◆ Problem statement: Set all of the entries down again precisely as they are written.

Stored dataset items
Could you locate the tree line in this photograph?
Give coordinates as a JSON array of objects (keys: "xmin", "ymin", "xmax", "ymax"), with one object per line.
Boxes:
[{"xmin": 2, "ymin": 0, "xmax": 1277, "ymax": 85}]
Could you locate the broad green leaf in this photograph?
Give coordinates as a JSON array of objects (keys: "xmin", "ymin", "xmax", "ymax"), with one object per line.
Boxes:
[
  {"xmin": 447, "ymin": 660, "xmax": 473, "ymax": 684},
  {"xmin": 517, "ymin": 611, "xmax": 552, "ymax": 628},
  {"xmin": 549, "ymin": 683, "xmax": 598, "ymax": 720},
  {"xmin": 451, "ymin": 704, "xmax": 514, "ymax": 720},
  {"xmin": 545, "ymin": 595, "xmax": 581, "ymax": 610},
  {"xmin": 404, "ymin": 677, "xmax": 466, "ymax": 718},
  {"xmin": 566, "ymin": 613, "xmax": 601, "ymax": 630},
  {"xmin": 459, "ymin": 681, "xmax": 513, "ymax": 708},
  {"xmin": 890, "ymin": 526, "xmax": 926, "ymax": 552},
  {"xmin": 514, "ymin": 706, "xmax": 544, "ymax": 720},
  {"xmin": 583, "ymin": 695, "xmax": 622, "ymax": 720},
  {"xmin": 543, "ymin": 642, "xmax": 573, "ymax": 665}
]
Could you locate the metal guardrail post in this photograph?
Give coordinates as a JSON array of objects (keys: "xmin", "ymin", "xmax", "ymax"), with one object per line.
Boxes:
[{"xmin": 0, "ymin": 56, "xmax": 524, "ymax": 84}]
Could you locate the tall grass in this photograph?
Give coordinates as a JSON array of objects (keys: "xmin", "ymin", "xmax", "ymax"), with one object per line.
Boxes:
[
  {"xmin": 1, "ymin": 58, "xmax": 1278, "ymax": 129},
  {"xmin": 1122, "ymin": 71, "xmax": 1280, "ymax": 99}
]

◆ The completed task:
Could you locate the tree line in this photograph?
Give coordinates as a JSON array of objects (keys: "xmin", "ymin", "xmax", "ymax"), with one object per line.
Boxes:
[{"xmin": 2, "ymin": 0, "xmax": 1277, "ymax": 85}]
Could you locate the broad green leaf in this photograph?
Give coordinates as a JSON array of objects (keys: "xmin", "ymin", "xmax", "ymax"), with one object per line.
Boxes:
[
  {"xmin": 447, "ymin": 660, "xmax": 473, "ymax": 684},
  {"xmin": 517, "ymin": 611, "xmax": 552, "ymax": 628},
  {"xmin": 549, "ymin": 683, "xmax": 598, "ymax": 720},
  {"xmin": 451, "ymin": 704, "xmax": 514, "ymax": 720},
  {"xmin": 545, "ymin": 595, "xmax": 581, "ymax": 610},
  {"xmin": 404, "ymin": 677, "xmax": 466, "ymax": 718},
  {"xmin": 566, "ymin": 613, "xmax": 601, "ymax": 630},
  {"xmin": 459, "ymin": 681, "xmax": 513, "ymax": 708},
  {"xmin": 890, "ymin": 526, "xmax": 926, "ymax": 552},
  {"xmin": 514, "ymin": 706, "xmax": 544, "ymax": 720},
  {"xmin": 583, "ymin": 695, "xmax": 622, "ymax": 720},
  {"xmin": 543, "ymin": 642, "xmax": 573, "ymax": 665}
]
Could you locate the metal guardrail post in this photograph?
Give coordinates as a JSON array of objects (keys: "xmin", "ymin", "xmax", "ymax"), with one object per line.
Boxes:
[{"xmin": 0, "ymin": 56, "xmax": 524, "ymax": 84}]
Could you locate the tall grass in this photograph?
Give coordinates as a JSON array of objects (keys: "xmin", "ymin", "xmax", "ymax"), with one object per line.
Boxes:
[
  {"xmin": 1, "ymin": 58, "xmax": 1278, "ymax": 129},
  {"xmin": 1122, "ymin": 71, "xmax": 1280, "ymax": 99}
]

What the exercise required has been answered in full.